▶ [DIRECTIONS]: Present every line of the material below as a numbered list, omitting the blank lines.

═══ LISTING ═══

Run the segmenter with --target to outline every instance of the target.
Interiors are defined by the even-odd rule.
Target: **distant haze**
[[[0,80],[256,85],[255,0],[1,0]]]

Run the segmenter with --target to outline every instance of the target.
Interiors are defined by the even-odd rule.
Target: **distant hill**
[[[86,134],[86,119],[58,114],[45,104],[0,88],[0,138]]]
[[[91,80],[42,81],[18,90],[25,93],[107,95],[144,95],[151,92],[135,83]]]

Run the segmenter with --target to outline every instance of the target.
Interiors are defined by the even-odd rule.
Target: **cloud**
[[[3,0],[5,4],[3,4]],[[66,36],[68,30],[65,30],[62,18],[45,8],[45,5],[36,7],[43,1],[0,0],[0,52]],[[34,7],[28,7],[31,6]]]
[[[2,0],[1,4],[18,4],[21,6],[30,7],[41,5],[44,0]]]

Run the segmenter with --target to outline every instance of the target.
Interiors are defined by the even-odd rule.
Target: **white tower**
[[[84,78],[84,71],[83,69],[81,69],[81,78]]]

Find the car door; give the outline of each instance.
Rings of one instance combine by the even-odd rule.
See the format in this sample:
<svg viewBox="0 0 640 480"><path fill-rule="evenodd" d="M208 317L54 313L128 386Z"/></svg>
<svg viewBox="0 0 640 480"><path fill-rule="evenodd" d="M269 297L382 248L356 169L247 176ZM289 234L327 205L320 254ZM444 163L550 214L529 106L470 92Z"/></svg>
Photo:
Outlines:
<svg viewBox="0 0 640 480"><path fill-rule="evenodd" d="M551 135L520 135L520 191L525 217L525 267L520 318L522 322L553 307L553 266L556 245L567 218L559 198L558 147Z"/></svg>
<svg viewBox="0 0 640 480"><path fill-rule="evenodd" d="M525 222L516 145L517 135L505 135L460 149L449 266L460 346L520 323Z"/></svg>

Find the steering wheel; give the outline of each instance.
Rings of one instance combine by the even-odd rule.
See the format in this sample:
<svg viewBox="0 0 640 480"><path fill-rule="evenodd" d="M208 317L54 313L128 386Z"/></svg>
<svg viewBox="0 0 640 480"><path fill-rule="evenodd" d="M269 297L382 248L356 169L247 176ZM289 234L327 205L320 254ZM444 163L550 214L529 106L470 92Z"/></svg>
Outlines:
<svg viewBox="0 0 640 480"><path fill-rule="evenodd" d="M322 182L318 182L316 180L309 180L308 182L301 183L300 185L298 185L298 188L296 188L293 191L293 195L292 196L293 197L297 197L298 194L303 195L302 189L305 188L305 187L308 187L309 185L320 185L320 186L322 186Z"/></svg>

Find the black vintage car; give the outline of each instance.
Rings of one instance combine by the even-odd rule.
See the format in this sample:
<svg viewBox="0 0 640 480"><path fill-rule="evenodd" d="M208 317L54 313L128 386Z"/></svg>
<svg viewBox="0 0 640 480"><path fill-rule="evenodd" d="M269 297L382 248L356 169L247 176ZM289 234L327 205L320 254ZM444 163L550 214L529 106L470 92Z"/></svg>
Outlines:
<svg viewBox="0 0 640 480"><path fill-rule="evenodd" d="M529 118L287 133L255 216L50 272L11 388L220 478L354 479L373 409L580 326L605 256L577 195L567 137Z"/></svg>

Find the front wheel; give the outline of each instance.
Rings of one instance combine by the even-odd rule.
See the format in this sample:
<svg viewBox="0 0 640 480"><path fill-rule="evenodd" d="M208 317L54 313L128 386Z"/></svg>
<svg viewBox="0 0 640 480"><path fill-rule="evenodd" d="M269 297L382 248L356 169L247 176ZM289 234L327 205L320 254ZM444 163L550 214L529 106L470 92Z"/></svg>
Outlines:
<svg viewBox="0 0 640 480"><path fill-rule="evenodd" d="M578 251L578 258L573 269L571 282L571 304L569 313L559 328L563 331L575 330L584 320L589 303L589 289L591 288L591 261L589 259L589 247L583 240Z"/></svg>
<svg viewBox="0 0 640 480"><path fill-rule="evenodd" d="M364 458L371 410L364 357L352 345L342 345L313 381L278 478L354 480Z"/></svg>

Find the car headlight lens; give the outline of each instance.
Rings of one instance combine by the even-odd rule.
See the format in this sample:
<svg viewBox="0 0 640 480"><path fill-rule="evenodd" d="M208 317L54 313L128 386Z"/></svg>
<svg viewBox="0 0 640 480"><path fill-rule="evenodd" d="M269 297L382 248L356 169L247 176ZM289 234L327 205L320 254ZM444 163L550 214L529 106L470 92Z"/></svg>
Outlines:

═══

▶ [WRITTEN ANSWER]:
1. Run the segmenter with --target to outline every instance of the target.
2. Interiors are defined by the even-odd rule.
3. Target: **distant haze**
4. [[[0,80],[256,85],[255,0],[1,0]]]
5. Run the segmenter with --target to outline every instance of the target.
6. Interiors are defined by the even-odd rule.
7. Target: **distant hill**
8. [[[86,134],[86,119],[58,114],[45,104],[0,88],[0,138]]]
9. [[[91,80],[42,81],[18,90],[25,93],[107,95],[144,95],[151,92],[135,83]]]
10. Run the segmenter with --target to outline every instance of the target.
11. Interiors are defined by the even-odd rule.
12. Target: **cloud**
13. [[[3,0],[5,4],[3,4]],[[66,36],[68,30],[65,30],[62,18],[45,8],[45,5],[36,7],[43,1],[0,0],[0,52]],[[34,7],[28,7],[31,6]]]
14. [[[2,0],[1,4],[18,4],[21,6],[30,7],[41,5],[44,0]]]
15. Run the segmenter with --target to outline every instance of the target.
16. Interiors are defined by the even-odd rule.
17. Target: **white tower**
18. [[[84,78],[84,71],[83,69],[81,69],[81,78]]]
19. Find the car door; give the outline of each instance.
20. Rings of one instance combine by the even-odd rule.
21. See the format in this sample:
22. <svg viewBox="0 0 640 480"><path fill-rule="evenodd" d="M208 317L54 313L128 386Z"/></svg>
23. <svg viewBox="0 0 640 480"><path fill-rule="evenodd" d="M269 297L382 248L356 169L247 176ZM289 234L327 205L320 254ZM444 163L550 214L529 106L470 92Z"/></svg>
24. Photo:
25. Outlines:
26. <svg viewBox="0 0 640 480"><path fill-rule="evenodd" d="M551 135L520 135L520 191L525 217L525 267L520 318L522 322L553 307L553 266L556 245L567 218L559 198L558 147Z"/></svg>
27. <svg viewBox="0 0 640 480"><path fill-rule="evenodd" d="M525 222L516 145L517 135L505 135L460 149L449 266L460 346L520 323Z"/></svg>
28. Find the steering wheel; give the outline of each instance.
29. Rings of one instance combine by the even-odd rule.
30. See the format in this sample:
31. <svg viewBox="0 0 640 480"><path fill-rule="evenodd" d="M208 317L54 313L128 386Z"/></svg>
32. <svg viewBox="0 0 640 480"><path fill-rule="evenodd" d="M269 297L382 248L356 169L247 176ZM289 234L327 205L320 254ZM444 163L550 214L529 106L470 92Z"/></svg>
33. Outlines:
34. <svg viewBox="0 0 640 480"><path fill-rule="evenodd" d="M322 182L318 182L316 180L309 180L308 182L301 183L300 185L298 185L298 188L296 188L293 191L293 195L292 196L293 197L297 197L298 194L303 195L302 189L305 188L305 187L308 187L309 185L320 185L320 186L322 186Z"/></svg>
35. Find the black vintage car; give the outline of each instance.
36. Rings of one instance combine by the even-odd rule.
37. See the format in this sample:
38. <svg viewBox="0 0 640 480"><path fill-rule="evenodd" d="M208 317L54 313L128 386Z"/></svg>
39. <svg viewBox="0 0 640 480"><path fill-rule="evenodd" d="M269 297L382 248L356 169L247 176ZM289 234L327 205L320 254ZM444 163L550 214L529 106L470 92Z"/></svg>
40. Outlines:
41. <svg viewBox="0 0 640 480"><path fill-rule="evenodd" d="M529 118L287 133L255 216L50 272L11 388L220 478L354 479L373 409L580 326L605 256L577 195L567 137Z"/></svg>
42. Find the front wheel; give the outline of each instance.
43. Rings of one instance combine by the even-odd rule.
44. See the format in this sample:
45. <svg viewBox="0 0 640 480"><path fill-rule="evenodd" d="M208 317L54 313L128 386Z"/></svg>
46. <svg viewBox="0 0 640 480"><path fill-rule="evenodd" d="M269 297L382 248L356 169L247 176ZM289 234L327 205L320 254ZM444 163L550 214L529 106L470 92Z"/></svg>
47. Outlines:
48. <svg viewBox="0 0 640 480"><path fill-rule="evenodd" d="M578 251L578 258L573 269L571 282L571 304L569 313L559 328L563 331L575 330L584 320L589 303L589 289L591 288L591 261L589 259L589 247L583 240Z"/></svg>
49. <svg viewBox="0 0 640 480"><path fill-rule="evenodd" d="M364 458L371 410L364 357L352 345L342 345L313 381L278 478L354 480Z"/></svg>
50. Find the car headlight lens; give the outline of each instance.
51. Rings of one instance combine by the even-odd rule.
52. See the format in this sample:
53. <svg viewBox="0 0 640 480"><path fill-rule="evenodd" d="M208 317L54 313L128 386Z"/></svg>
54. <svg viewBox="0 0 640 480"><path fill-rule="evenodd" d="M269 297L382 248L356 169L247 176ZM289 234L327 205L320 254ZM444 163L550 214L529 106L470 92Z"/></svg>
55. Outlines:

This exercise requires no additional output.